** start DATASET EXCERPTS **

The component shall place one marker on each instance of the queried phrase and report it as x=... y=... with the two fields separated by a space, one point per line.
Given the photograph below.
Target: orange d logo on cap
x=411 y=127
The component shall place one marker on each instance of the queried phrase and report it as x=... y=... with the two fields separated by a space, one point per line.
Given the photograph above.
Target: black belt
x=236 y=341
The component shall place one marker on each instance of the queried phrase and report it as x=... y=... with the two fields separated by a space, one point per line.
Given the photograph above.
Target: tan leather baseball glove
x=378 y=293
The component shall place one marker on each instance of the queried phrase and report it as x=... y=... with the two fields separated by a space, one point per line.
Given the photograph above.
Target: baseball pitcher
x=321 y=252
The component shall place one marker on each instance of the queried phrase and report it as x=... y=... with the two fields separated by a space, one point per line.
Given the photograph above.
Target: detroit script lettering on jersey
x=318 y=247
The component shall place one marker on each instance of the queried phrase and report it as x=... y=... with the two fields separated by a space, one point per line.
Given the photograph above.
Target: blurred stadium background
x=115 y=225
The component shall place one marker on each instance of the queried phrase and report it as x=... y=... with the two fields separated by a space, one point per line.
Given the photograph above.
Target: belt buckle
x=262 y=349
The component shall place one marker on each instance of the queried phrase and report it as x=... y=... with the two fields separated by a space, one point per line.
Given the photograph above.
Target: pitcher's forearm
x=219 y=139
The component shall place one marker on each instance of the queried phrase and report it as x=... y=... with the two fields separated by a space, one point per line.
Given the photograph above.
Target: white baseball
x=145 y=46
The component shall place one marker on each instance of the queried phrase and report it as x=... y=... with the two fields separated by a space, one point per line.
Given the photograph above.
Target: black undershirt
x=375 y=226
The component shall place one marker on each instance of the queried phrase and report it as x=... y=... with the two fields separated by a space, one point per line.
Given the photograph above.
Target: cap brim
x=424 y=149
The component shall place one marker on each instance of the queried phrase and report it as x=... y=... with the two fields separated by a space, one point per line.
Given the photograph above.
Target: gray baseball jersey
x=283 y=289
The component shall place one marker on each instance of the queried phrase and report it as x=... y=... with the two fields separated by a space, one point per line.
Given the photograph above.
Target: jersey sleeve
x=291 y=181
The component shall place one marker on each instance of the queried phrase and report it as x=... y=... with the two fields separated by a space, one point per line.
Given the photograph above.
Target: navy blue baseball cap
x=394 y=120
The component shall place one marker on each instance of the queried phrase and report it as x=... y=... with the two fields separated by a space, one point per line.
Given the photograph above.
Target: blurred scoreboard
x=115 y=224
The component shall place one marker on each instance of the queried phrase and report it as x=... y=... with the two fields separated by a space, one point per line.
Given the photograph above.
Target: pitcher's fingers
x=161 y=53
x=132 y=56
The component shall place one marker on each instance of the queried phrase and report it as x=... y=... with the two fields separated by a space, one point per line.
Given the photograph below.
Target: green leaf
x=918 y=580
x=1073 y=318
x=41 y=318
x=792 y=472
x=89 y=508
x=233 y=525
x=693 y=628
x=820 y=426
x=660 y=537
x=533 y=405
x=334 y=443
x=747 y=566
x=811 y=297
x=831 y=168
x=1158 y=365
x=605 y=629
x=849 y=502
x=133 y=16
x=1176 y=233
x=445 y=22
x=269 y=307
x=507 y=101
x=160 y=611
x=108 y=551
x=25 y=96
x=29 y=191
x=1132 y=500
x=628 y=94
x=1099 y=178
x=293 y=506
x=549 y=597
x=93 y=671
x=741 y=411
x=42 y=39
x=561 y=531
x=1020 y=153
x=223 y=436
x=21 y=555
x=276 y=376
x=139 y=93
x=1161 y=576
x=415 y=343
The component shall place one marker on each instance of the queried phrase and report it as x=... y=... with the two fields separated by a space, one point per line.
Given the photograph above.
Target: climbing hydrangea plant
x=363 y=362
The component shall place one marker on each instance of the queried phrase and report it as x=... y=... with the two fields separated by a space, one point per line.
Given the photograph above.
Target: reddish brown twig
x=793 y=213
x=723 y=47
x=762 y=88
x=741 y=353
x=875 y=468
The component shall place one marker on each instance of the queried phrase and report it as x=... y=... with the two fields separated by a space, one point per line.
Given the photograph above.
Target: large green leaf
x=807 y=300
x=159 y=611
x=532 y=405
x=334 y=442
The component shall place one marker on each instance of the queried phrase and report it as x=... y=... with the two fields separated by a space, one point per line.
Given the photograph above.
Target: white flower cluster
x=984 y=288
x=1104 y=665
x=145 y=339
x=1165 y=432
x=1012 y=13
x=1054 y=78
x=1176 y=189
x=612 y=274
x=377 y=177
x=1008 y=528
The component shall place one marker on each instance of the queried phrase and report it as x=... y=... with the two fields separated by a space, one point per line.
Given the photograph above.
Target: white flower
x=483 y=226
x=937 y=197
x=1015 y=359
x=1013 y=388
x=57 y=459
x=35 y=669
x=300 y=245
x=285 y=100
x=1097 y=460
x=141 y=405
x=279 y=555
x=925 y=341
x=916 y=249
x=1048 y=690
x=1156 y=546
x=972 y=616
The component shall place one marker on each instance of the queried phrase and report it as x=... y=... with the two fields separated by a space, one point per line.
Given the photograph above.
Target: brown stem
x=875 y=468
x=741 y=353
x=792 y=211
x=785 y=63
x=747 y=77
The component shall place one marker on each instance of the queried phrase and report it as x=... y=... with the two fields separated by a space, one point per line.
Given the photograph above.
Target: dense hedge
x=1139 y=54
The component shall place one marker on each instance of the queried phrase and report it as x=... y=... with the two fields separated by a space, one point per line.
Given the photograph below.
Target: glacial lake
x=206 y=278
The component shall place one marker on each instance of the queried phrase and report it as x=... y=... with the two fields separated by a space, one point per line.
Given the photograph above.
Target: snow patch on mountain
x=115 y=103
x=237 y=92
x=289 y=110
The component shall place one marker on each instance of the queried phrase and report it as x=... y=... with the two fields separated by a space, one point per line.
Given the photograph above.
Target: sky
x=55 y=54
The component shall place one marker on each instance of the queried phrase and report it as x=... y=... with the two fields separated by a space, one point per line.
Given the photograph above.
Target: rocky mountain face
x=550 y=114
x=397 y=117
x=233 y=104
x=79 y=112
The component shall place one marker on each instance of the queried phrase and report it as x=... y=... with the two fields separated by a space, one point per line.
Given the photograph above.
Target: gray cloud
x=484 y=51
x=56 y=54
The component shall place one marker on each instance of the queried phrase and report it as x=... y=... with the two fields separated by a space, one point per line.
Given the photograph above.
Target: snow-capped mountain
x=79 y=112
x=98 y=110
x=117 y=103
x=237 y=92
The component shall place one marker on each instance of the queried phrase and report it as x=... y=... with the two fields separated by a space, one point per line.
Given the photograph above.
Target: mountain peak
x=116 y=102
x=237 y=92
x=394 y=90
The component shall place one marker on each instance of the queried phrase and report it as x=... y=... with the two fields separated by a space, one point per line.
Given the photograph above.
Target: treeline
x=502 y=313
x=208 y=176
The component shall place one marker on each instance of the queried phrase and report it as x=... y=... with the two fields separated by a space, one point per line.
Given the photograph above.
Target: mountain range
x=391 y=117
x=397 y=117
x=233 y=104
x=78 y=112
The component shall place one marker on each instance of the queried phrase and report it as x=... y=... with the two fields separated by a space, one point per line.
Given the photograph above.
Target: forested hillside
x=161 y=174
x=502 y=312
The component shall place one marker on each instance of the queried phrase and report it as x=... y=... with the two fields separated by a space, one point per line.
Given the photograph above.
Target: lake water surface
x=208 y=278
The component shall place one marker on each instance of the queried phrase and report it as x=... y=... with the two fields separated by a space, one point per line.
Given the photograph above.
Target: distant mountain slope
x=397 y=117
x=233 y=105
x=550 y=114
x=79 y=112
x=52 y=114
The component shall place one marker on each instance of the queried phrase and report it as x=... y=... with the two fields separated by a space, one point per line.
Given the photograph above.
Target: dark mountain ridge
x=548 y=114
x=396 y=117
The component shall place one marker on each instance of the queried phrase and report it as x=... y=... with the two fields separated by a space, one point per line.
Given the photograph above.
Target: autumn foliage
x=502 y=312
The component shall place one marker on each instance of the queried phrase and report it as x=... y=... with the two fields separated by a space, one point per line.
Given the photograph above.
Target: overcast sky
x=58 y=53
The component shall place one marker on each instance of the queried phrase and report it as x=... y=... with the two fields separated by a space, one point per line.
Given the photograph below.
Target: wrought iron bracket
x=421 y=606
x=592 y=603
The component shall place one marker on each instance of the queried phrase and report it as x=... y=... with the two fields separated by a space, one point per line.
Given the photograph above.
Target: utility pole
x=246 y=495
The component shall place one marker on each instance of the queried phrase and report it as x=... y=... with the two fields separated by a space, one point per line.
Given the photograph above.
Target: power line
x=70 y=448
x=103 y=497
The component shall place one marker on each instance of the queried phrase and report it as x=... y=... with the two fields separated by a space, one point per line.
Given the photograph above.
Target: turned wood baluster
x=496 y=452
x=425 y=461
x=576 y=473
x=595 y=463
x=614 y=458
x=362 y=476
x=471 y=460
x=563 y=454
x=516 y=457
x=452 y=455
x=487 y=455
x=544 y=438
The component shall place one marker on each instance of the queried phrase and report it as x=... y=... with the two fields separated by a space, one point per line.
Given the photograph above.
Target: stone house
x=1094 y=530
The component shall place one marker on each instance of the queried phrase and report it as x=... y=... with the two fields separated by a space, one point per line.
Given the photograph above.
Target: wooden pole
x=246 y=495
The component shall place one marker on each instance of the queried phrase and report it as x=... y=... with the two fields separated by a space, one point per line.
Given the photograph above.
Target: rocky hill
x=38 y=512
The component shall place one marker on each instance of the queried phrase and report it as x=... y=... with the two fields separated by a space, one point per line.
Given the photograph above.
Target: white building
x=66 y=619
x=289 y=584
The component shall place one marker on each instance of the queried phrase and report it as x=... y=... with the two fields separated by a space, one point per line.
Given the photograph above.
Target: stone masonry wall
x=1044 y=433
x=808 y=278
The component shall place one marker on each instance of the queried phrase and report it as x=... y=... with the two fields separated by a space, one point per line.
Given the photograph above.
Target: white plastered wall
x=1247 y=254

** end DATASET EXCERPTS **

__WHAT THIS TASK INVOLVES__. Swap "Target" for "Query" in the lines from the first one up to and including the line with "x=378 y=293", leaving everything else unchanged.

__WRITTEN SOLUTION__.
The component shall place one marker on each instance of the queried phrase and report it as x=... y=... with the two fields separated by a space, one point per line.
Given the photograph below.
Query: orange d logo on cap
x=411 y=127
The component shall place one marker on each instance of the queried phrase and report it as x=... y=... with the two fields separated by a space, one point per line.
Given the photograph above.
Query: black belt
x=236 y=341
The component shall place one marker on each instance of the queried phrase and report it as x=... y=... with the two fields separated by a space, one point per line.
Given the photograph above.
Query: tan leather baseball glove
x=378 y=293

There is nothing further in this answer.